● Task description
In the listing below, find each line containing "wall" and report it.

● Exercise data
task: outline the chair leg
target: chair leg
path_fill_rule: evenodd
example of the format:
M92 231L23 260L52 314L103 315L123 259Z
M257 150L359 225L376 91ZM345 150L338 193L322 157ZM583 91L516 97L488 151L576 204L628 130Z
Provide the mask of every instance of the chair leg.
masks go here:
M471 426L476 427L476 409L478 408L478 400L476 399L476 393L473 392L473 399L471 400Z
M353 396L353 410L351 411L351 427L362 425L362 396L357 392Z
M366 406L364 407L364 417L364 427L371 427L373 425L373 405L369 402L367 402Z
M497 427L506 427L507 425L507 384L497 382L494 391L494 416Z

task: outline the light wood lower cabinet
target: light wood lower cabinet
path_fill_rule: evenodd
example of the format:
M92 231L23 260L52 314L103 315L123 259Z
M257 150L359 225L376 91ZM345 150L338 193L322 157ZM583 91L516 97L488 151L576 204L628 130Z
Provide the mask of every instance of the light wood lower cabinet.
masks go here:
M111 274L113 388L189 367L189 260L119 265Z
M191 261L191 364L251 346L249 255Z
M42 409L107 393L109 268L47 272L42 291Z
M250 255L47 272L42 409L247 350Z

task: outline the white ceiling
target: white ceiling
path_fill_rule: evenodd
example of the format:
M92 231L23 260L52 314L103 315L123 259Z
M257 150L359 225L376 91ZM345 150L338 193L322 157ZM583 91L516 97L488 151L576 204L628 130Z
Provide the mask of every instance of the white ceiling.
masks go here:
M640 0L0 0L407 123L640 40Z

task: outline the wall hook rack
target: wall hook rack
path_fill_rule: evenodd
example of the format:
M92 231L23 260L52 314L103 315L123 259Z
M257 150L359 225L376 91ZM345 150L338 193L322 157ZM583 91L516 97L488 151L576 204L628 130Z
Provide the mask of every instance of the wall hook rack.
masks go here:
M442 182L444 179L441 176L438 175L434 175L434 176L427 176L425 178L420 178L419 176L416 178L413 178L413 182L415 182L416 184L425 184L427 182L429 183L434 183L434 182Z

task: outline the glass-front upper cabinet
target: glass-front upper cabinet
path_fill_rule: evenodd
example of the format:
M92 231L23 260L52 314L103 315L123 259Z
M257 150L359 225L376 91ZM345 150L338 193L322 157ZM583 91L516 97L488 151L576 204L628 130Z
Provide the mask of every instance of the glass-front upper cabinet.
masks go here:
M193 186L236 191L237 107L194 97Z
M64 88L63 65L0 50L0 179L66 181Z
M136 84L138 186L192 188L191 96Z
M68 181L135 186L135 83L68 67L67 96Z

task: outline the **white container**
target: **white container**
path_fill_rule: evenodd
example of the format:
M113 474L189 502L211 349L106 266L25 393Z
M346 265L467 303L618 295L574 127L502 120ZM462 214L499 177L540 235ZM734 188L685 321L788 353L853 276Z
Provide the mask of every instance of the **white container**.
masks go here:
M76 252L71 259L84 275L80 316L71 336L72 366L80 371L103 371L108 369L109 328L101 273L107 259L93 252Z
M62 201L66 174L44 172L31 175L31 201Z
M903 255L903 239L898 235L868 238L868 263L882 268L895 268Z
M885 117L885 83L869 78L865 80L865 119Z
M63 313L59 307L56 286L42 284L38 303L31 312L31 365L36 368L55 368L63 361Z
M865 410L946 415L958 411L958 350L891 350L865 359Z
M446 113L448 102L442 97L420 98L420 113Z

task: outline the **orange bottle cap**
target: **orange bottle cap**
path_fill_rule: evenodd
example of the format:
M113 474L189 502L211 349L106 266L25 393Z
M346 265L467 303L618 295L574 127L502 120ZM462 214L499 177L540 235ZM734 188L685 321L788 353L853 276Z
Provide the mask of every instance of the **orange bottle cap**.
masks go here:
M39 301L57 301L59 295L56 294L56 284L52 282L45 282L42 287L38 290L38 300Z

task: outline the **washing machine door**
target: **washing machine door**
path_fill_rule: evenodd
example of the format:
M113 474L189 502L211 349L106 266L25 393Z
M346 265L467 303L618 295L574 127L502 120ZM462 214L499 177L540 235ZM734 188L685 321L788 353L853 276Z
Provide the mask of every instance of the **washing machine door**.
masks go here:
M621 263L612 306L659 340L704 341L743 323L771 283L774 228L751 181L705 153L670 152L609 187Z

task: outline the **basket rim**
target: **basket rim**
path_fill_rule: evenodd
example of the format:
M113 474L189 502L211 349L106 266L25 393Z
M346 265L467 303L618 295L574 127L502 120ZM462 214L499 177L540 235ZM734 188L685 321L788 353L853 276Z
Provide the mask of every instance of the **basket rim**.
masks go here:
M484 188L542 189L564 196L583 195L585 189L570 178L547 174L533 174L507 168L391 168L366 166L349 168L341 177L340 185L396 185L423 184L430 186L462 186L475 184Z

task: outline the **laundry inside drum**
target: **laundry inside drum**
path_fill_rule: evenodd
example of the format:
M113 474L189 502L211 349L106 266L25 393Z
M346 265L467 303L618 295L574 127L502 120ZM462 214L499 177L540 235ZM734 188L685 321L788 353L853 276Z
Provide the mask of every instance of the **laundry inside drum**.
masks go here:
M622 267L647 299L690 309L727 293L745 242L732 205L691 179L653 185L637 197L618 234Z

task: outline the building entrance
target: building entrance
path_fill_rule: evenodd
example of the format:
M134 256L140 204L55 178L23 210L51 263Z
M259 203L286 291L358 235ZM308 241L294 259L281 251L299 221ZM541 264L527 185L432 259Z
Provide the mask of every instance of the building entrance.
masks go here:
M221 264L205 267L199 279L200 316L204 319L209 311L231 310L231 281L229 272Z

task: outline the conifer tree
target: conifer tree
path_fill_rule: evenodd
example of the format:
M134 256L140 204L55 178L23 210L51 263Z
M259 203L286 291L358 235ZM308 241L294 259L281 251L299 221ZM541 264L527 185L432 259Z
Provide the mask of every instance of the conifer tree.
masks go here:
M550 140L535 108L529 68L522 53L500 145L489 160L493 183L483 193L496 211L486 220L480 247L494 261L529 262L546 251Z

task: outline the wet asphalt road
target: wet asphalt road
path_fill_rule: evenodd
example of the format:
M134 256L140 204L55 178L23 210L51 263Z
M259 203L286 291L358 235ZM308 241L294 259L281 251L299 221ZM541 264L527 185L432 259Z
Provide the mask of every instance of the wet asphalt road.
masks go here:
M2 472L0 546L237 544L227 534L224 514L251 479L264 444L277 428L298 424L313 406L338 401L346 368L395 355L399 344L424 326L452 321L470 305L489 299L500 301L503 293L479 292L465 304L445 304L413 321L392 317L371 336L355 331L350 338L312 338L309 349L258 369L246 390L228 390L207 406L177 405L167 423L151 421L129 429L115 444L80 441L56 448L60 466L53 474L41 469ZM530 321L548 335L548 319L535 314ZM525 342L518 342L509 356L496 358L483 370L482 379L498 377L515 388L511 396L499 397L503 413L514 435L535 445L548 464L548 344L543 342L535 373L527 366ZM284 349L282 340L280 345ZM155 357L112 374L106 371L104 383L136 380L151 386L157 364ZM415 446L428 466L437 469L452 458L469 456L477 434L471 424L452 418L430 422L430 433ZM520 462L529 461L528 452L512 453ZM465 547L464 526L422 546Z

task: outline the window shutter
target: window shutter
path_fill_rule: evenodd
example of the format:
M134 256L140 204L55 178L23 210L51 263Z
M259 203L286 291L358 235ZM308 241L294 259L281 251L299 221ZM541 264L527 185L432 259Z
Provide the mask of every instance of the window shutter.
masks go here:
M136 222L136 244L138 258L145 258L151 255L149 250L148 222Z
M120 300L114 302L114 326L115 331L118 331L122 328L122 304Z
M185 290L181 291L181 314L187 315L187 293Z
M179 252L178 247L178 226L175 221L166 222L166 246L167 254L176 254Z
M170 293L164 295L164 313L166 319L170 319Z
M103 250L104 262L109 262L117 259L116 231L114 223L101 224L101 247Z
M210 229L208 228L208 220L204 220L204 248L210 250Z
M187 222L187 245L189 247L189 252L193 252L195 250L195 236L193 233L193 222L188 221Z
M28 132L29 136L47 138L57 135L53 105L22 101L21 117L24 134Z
==
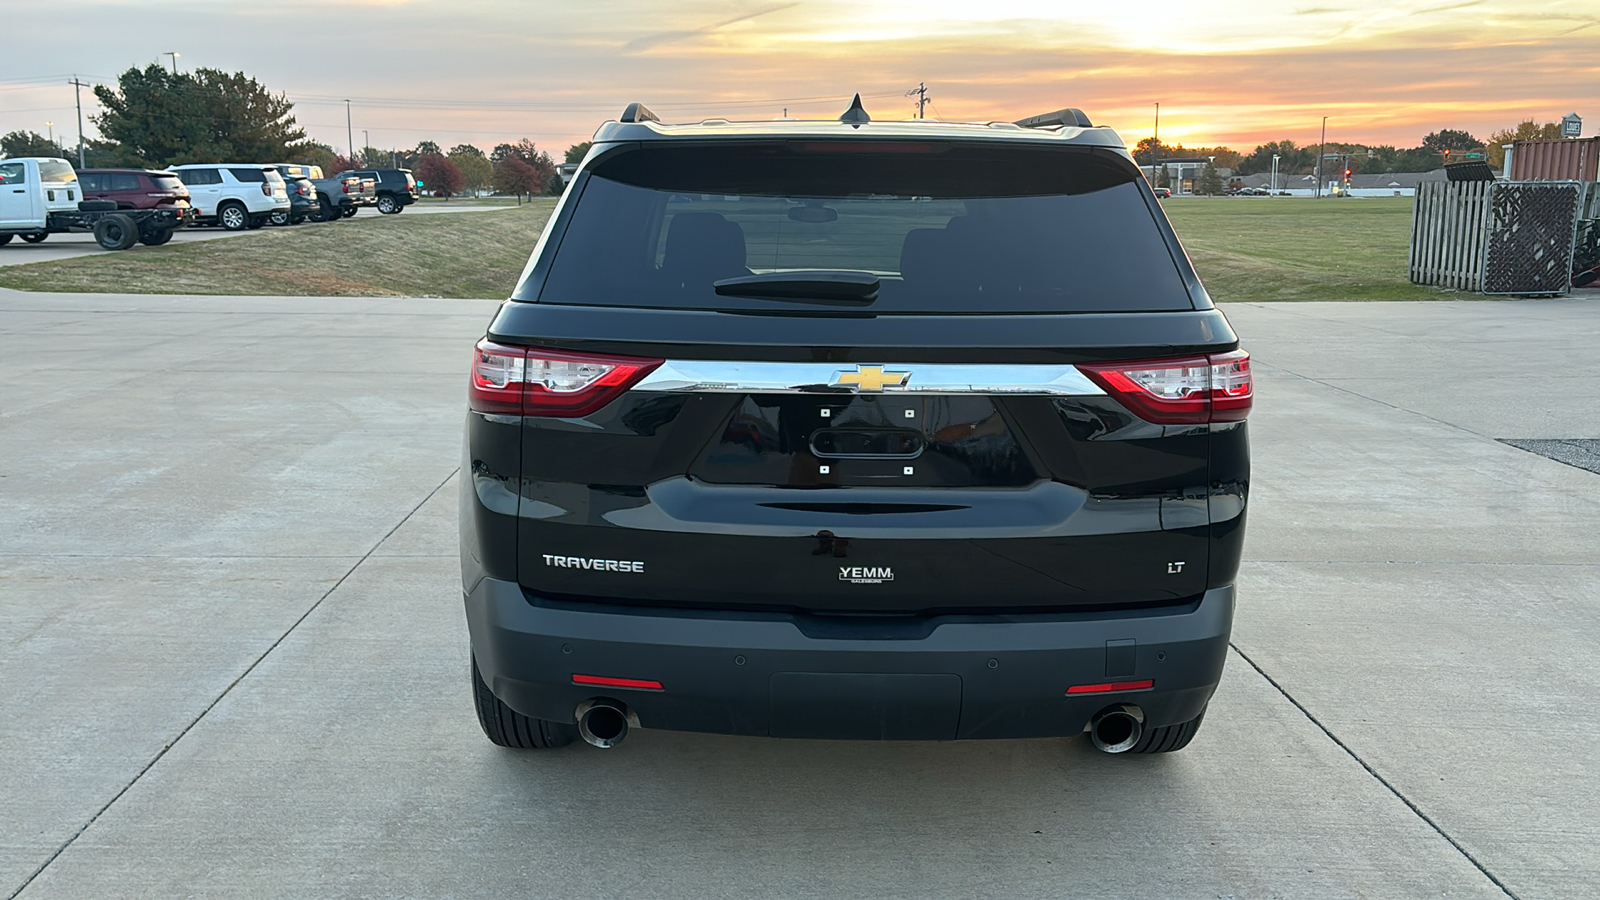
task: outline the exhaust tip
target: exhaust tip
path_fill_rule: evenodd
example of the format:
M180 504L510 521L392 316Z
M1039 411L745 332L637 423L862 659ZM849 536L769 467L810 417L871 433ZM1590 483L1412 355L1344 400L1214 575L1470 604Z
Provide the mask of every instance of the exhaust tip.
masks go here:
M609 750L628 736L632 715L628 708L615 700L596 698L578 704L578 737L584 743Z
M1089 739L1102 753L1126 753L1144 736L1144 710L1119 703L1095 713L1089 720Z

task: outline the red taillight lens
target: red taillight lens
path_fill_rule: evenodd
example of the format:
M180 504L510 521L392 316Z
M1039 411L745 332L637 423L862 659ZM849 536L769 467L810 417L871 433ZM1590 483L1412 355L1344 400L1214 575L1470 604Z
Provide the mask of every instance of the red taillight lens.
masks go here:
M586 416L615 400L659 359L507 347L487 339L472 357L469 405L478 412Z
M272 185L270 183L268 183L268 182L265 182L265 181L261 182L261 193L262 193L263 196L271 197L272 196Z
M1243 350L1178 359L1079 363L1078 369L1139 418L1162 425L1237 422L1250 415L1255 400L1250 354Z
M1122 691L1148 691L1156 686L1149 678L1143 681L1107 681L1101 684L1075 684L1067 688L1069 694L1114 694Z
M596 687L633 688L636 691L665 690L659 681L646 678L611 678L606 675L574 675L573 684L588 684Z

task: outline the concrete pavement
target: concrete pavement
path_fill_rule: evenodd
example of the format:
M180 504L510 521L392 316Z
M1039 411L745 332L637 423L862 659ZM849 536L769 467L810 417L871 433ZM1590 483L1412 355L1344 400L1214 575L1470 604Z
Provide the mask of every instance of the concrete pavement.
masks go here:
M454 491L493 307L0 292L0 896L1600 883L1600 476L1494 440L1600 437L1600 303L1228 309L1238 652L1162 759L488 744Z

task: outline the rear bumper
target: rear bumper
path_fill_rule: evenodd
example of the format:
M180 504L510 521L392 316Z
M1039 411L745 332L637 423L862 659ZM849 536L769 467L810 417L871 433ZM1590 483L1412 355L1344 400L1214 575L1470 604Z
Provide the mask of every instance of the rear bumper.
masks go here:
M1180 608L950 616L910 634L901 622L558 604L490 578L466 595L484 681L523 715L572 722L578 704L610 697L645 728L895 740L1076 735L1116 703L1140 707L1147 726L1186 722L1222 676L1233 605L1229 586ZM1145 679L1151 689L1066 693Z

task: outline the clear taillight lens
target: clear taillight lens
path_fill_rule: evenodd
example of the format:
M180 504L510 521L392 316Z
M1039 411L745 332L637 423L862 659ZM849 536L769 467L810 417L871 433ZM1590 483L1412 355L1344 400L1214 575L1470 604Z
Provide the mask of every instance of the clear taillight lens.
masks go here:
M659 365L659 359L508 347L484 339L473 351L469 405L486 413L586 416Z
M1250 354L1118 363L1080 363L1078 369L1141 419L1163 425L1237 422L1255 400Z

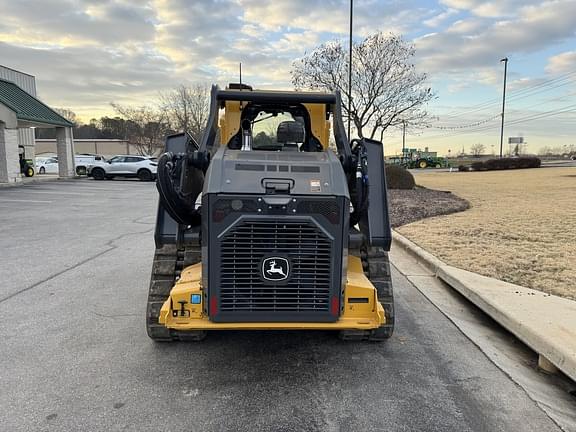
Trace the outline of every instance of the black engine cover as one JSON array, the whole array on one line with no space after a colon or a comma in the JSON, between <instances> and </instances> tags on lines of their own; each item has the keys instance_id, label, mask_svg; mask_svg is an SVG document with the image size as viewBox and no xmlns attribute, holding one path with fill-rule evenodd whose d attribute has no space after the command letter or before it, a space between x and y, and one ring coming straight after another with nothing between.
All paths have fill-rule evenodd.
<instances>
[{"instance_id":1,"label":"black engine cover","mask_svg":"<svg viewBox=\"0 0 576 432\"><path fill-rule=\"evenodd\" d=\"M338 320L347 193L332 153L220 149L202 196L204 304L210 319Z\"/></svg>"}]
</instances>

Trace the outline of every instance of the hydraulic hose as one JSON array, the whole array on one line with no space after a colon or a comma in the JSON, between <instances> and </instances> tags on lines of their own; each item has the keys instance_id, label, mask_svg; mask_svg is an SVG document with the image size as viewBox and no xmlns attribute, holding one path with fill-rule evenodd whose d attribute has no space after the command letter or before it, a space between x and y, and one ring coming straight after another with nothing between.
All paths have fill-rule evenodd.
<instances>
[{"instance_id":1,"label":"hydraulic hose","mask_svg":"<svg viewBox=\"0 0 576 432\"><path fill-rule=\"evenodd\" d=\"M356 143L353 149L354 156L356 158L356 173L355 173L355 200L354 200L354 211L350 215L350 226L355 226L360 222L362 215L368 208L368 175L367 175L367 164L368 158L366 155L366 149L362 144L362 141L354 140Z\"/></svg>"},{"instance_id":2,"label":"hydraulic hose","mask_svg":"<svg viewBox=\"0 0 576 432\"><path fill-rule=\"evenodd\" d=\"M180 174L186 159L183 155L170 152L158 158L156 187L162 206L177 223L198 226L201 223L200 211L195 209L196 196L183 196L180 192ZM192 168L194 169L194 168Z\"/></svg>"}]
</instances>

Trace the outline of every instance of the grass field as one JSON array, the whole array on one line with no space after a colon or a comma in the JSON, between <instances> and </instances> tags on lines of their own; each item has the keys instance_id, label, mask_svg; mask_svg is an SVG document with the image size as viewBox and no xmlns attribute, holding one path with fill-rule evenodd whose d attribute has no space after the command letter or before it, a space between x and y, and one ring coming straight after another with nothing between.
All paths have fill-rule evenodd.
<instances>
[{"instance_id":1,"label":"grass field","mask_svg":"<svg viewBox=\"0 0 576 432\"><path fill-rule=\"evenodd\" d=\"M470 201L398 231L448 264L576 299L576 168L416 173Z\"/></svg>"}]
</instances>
...
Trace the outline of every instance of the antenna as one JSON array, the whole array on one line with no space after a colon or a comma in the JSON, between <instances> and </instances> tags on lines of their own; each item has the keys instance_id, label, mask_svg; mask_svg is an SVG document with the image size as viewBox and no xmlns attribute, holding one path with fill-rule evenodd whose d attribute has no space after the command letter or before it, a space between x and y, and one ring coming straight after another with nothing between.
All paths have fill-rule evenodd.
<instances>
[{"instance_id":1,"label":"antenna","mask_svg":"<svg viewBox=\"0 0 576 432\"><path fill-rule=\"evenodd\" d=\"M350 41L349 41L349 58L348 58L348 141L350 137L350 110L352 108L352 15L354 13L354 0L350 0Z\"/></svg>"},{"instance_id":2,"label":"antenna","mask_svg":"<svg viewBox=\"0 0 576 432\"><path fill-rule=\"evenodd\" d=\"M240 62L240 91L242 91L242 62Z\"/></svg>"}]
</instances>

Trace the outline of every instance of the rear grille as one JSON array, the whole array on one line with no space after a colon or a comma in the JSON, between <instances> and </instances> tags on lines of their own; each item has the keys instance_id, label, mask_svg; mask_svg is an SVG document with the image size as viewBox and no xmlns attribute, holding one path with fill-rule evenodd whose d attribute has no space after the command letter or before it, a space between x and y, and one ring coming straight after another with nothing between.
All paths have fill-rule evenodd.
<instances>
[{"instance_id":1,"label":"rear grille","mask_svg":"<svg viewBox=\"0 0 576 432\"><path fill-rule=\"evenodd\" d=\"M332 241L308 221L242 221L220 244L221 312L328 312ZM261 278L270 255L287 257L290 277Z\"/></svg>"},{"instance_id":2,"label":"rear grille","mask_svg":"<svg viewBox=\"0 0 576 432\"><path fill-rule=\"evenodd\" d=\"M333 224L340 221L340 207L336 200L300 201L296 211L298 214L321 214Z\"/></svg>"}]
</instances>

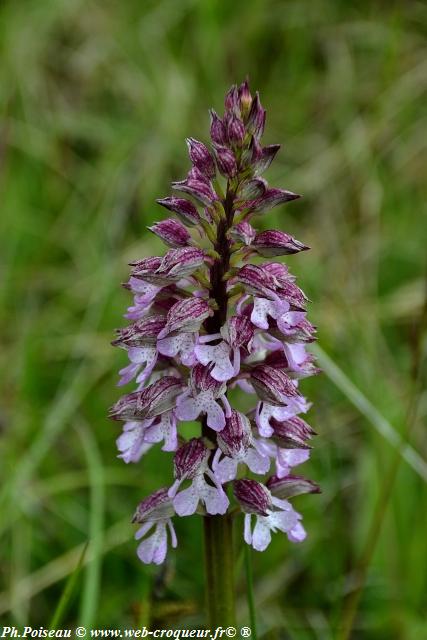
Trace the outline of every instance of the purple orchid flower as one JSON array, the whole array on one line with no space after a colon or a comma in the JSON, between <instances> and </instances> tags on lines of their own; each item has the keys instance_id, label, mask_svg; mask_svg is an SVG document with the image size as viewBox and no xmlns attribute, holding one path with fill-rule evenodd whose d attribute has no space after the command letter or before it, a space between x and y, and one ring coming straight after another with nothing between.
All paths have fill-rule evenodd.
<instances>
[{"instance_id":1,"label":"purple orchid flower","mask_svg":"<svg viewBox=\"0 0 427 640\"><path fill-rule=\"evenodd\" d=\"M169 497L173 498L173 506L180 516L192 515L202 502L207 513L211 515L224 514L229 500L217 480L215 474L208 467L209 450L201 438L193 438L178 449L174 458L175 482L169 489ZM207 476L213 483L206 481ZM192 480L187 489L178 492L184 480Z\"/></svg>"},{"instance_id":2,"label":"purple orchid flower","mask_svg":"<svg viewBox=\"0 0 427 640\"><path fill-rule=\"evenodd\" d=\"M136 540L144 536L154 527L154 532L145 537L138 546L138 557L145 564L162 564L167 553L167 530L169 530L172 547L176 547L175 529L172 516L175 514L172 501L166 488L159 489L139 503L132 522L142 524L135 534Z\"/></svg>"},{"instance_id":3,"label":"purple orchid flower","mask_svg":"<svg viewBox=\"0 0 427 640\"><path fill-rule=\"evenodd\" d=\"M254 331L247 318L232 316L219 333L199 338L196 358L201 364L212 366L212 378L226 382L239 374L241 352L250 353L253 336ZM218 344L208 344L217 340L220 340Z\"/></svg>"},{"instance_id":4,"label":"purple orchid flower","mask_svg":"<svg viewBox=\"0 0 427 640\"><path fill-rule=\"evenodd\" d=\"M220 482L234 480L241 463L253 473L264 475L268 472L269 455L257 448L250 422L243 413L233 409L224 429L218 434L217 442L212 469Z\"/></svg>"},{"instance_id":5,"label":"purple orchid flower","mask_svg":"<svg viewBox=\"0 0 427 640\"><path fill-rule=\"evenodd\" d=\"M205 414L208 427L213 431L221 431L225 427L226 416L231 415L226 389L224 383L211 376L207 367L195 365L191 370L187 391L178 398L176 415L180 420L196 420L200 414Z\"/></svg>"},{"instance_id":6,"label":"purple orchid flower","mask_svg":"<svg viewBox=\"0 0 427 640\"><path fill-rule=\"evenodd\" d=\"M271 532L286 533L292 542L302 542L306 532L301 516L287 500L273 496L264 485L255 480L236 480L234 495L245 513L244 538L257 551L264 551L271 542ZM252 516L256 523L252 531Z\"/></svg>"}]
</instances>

● Task solution
task: outline the wall hook rack
target: wall hook rack
Provide the mask of every instance of the wall hook rack.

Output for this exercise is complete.